_Selected extract_:
◆ ◆ ◆ ◆ ◆

= Jack Bilbo =

German painter

The dust jacket of Jack Bilbo's 1948 autobiography

Jack Bilbo (born Hugo Cyril Kulp Baruch, 13 April 1907 –19 December 1967) was a German writer, art gallery owner, and self-taught painter.

==Life==
Bilbo was born in Berlin, Germany in 1907. His parents owned a theatrical supply company. After the Nazis came to power he fled to France, Spain, and finally to England.

In 1941, Bilbo opened The Modern Art Gallery in London, exhibiting the work of Kurt Schwitters, Pablo Picasso, and his own paintings and drawings, as well as the work of many unknown artists.

◆ ◆ ◆ ◆ ◆

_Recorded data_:
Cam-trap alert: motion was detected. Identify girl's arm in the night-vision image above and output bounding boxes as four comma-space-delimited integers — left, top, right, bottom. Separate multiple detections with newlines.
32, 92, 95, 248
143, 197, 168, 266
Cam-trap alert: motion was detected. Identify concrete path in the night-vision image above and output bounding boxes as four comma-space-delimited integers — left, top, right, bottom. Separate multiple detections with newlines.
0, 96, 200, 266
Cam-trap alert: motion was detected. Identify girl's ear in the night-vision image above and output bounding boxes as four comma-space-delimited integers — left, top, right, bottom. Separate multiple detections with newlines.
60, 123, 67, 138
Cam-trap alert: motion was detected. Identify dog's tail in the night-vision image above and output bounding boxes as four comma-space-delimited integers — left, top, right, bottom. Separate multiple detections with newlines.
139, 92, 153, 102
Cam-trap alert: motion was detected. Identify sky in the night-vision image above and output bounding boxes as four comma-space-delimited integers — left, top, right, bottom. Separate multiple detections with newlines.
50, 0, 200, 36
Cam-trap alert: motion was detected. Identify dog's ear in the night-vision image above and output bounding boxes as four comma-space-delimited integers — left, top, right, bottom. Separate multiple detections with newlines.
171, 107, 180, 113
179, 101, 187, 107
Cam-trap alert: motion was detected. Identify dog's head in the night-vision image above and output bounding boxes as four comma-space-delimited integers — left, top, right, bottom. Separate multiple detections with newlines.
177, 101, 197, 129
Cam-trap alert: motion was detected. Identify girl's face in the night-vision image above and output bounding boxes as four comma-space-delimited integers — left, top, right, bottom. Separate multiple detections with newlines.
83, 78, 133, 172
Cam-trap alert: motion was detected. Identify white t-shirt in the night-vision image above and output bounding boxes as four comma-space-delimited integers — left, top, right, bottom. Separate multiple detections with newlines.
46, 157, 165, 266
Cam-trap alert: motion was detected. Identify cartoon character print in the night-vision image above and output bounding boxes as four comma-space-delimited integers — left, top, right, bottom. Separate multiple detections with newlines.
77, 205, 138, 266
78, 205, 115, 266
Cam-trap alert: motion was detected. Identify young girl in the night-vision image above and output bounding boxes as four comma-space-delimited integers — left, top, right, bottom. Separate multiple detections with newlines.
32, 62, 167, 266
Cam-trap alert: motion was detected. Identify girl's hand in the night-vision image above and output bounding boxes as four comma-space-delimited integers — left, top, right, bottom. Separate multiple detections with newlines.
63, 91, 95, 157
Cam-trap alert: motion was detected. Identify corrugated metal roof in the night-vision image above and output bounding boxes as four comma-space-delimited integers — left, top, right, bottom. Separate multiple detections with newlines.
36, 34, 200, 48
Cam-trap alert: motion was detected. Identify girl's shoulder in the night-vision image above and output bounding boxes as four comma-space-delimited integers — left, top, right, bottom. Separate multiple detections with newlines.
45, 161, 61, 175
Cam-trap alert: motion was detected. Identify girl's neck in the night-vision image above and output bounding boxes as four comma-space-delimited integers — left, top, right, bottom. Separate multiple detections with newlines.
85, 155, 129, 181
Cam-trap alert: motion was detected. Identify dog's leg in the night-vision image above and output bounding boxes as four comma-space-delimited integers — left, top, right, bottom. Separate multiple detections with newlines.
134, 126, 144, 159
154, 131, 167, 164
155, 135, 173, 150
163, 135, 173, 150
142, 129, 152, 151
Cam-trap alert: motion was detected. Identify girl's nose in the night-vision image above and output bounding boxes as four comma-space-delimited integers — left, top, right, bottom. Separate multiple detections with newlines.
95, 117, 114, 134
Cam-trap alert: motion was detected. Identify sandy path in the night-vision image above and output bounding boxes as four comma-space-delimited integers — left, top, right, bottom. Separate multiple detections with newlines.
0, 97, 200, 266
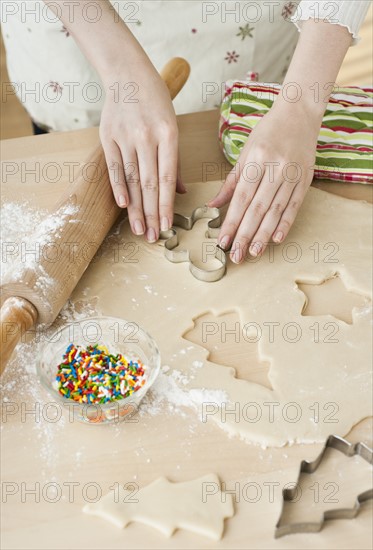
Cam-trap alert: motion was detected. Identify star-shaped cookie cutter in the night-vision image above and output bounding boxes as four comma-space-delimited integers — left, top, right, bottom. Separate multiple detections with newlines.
159, 206, 227, 283
275, 435, 373, 538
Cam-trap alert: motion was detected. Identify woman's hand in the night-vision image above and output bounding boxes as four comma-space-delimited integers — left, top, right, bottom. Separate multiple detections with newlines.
209, 102, 320, 263
210, 19, 352, 263
44, 0, 185, 242
100, 57, 184, 242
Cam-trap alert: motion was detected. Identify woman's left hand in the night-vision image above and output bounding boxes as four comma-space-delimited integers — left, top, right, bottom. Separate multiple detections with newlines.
209, 98, 320, 263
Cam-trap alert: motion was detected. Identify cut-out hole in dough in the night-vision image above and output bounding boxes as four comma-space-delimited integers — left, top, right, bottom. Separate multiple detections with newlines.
161, 218, 221, 270
296, 275, 368, 325
183, 311, 273, 390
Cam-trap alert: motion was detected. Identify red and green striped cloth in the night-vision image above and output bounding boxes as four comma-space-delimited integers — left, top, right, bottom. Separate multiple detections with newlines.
219, 80, 373, 184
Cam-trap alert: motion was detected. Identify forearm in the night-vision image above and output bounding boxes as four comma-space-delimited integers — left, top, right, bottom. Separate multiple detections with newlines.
44, 0, 150, 85
275, 19, 352, 124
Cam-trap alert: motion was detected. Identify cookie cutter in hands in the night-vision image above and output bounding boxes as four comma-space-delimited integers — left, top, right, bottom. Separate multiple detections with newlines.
275, 435, 373, 538
159, 206, 227, 283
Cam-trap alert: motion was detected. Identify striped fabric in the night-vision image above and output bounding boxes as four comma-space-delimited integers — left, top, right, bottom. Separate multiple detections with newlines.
219, 80, 373, 184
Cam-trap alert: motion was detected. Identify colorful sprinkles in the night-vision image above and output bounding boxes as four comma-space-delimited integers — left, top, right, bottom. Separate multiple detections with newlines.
56, 344, 146, 404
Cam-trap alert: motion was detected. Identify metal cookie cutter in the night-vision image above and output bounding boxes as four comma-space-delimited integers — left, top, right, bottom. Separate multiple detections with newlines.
275, 435, 373, 539
160, 206, 227, 283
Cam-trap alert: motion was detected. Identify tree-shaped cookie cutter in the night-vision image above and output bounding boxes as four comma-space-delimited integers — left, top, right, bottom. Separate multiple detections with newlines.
275, 435, 373, 538
160, 206, 227, 283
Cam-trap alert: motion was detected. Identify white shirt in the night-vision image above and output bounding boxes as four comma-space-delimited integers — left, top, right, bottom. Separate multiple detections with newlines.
1, 0, 369, 131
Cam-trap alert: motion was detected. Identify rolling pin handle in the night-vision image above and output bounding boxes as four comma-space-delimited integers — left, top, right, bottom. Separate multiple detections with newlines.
0, 297, 38, 374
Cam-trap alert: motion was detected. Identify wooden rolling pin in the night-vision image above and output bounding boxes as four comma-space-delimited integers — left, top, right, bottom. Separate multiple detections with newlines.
0, 57, 190, 374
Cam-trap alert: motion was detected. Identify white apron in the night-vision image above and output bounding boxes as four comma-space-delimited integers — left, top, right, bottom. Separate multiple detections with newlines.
2, 0, 298, 131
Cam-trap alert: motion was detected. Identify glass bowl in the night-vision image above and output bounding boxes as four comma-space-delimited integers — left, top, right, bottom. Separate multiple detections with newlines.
37, 317, 161, 424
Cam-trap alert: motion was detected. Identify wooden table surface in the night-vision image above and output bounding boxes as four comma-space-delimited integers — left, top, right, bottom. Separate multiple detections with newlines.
0, 111, 373, 549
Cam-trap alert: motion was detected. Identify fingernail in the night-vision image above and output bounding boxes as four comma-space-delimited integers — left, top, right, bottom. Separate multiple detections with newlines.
118, 195, 127, 208
231, 245, 242, 264
146, 227, 157, 243
249, 243, 262, 258
161, 217, 170, 231
133, 220, 145, 235
219, 235, 230, 250
273, 231, 284, 243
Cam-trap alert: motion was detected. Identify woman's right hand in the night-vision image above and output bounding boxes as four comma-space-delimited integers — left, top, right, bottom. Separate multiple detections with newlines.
100, 59, 185, 242
44, 0, 185, 246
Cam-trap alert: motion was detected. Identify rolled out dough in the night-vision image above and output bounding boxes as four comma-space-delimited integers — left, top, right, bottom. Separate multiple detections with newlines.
73, 182, 372, 446
83, 474, 234, 540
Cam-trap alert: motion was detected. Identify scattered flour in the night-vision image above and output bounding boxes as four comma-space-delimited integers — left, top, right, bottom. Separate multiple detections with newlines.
0, 199, 78, 294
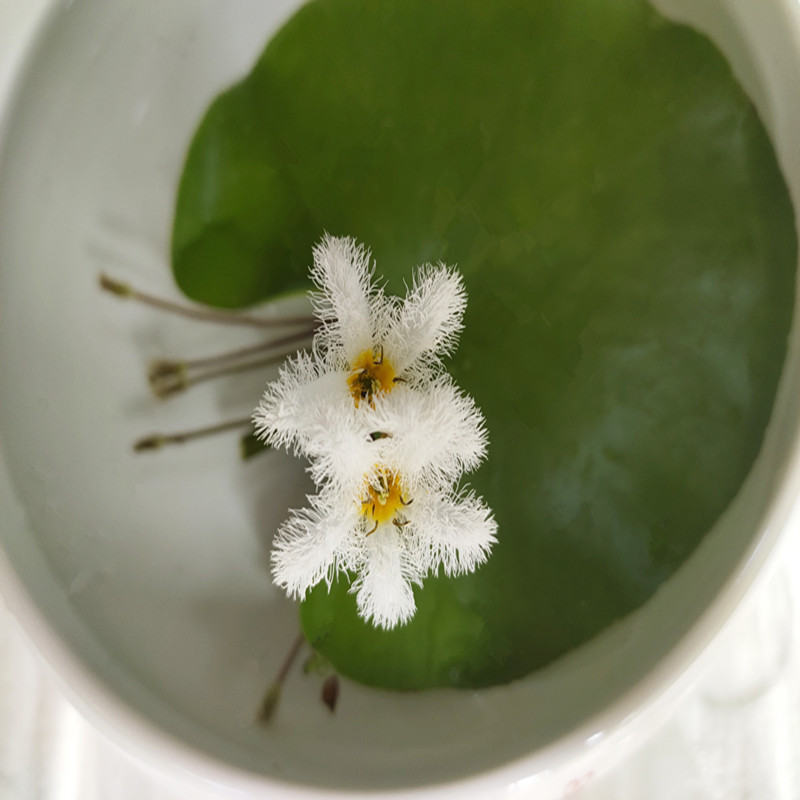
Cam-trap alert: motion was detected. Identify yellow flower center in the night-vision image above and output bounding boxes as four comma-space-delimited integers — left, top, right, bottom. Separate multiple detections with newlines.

◆ ◆ ◆ ◆ ◆

_Exercises to complete_:
1) Edit the passage of the Jack Bilbo biography from "The dust jacket" up to and including "finally to England.", replacing "theatrical supply company" with "costume business".
2) Reproduce the rows from the line with "Cam-trap alert: motion was detected. Identify colorful" up to and including the line with "56, 344, 146, 404", requests included. Multiply every bounding-box coordinate in the answers by 2.15, round each result to a whole number with halves rounded up, and return only these lines.

_Task results_:
1)
The dust jacket of Jack Bilbo's 1948 autobiography

Jack Bilbo (born Hugo Cyril Kulp Baruch, 13 April 1907 –19 December 1967) was a German writer, art gallery owner, and self-taught painter.

==Life==
Bilbo was born in Berlin, Germany in 1907. His parents owned a costume business. After the Nazis came to power he fled to France, Spain, and finally to England.

2)
Cam-trap alert: motion was detected. Identify colorful sprinkles in the night-vision image above and output bounding boxes as four comma-space-delimited integers — left, top, right, bottom. Separate multiple detections with newlines.
120, 740, 314, 869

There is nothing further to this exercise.